Pick out and copy every line of the material below that contains the word "white". Matches must have the same capitalization.

-- Begin SUPPLIED DATA --

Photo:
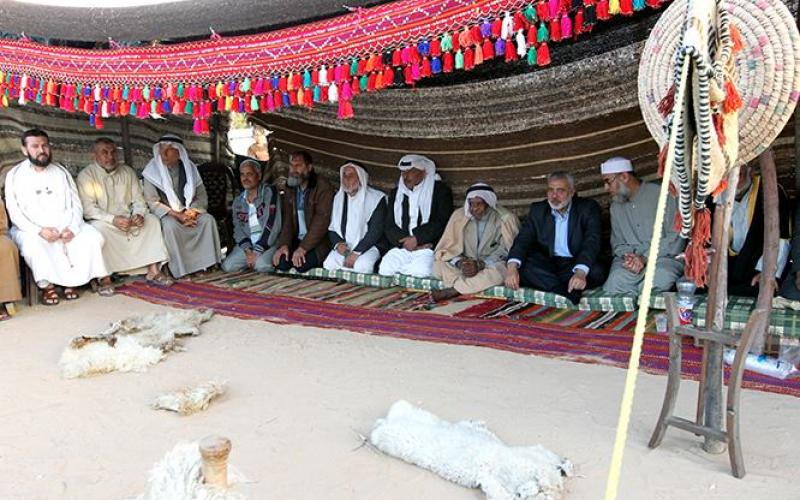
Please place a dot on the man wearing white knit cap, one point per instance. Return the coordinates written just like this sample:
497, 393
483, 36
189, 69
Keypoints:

-- End SUPPLIED DATA --
-- Begin SUPPLIED DATA --

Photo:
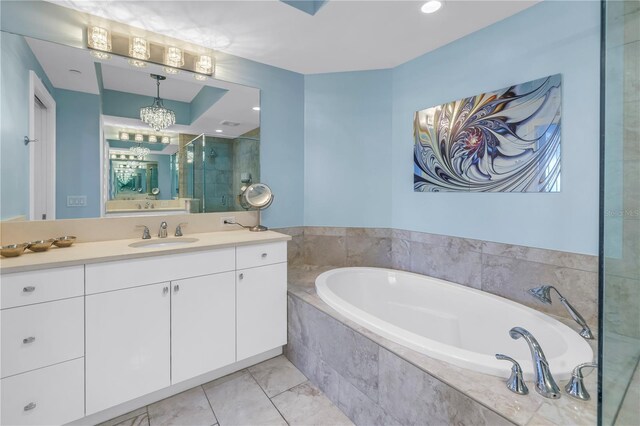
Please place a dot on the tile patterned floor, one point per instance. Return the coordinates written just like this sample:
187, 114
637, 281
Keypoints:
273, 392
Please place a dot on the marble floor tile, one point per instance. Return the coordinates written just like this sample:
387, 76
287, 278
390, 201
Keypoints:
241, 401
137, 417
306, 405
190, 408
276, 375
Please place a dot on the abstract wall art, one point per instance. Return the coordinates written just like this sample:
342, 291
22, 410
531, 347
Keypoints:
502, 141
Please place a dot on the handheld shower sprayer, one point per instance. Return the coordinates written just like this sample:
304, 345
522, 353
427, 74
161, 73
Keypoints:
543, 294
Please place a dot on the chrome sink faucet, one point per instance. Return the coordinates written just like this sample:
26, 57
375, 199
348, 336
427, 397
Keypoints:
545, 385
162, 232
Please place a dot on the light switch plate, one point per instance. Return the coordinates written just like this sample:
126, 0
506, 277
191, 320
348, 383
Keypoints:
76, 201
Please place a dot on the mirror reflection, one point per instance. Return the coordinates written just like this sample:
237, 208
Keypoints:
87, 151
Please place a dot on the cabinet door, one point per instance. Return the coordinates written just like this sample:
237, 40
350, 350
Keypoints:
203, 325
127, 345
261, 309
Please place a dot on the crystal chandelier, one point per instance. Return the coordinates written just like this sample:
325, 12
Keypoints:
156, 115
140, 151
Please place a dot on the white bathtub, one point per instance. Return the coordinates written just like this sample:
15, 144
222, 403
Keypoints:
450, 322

-- End SUPPLIED DATA --
-- Begin SUPPLIED DATA --

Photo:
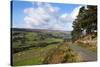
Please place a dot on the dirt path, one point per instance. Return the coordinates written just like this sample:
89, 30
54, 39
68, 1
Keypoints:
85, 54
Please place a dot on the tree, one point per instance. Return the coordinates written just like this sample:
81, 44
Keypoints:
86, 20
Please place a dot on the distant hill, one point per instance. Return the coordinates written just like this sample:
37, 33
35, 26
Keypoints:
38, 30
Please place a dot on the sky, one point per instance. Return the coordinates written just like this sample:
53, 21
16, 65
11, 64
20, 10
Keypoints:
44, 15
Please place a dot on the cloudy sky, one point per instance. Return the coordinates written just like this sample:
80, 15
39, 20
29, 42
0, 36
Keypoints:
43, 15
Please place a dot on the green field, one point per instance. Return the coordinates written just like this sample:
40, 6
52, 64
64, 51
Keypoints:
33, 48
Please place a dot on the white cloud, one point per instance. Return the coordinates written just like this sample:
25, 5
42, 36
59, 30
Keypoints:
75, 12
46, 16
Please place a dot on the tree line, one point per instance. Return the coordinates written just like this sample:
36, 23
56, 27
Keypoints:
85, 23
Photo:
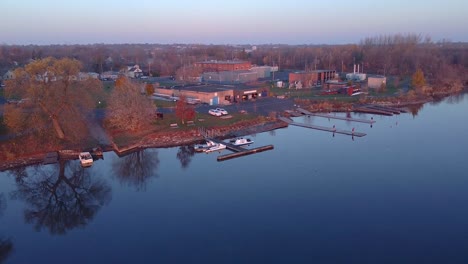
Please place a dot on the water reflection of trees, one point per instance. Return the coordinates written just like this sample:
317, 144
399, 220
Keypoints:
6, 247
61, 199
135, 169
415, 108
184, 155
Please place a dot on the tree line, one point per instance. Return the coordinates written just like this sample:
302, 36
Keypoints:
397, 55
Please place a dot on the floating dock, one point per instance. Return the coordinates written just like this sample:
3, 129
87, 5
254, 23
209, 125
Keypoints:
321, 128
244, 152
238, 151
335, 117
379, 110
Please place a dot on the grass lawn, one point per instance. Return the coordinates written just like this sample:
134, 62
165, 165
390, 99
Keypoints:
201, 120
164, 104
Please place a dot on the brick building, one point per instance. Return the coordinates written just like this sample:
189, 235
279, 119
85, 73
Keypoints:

-- End SUPPLIED DATA --

• [SOLUTION TO THIS EXERCISE]
Please place a dot on the man wearing white knit cap, one point per instance. Return the coordinates written just like this sample:
Please place a dot on the white bathtub, one point per instance. Return the coordinates written just like this sample:
Please place a dot on the white cloud, one point per instance. Return the coordinates written just like this sample:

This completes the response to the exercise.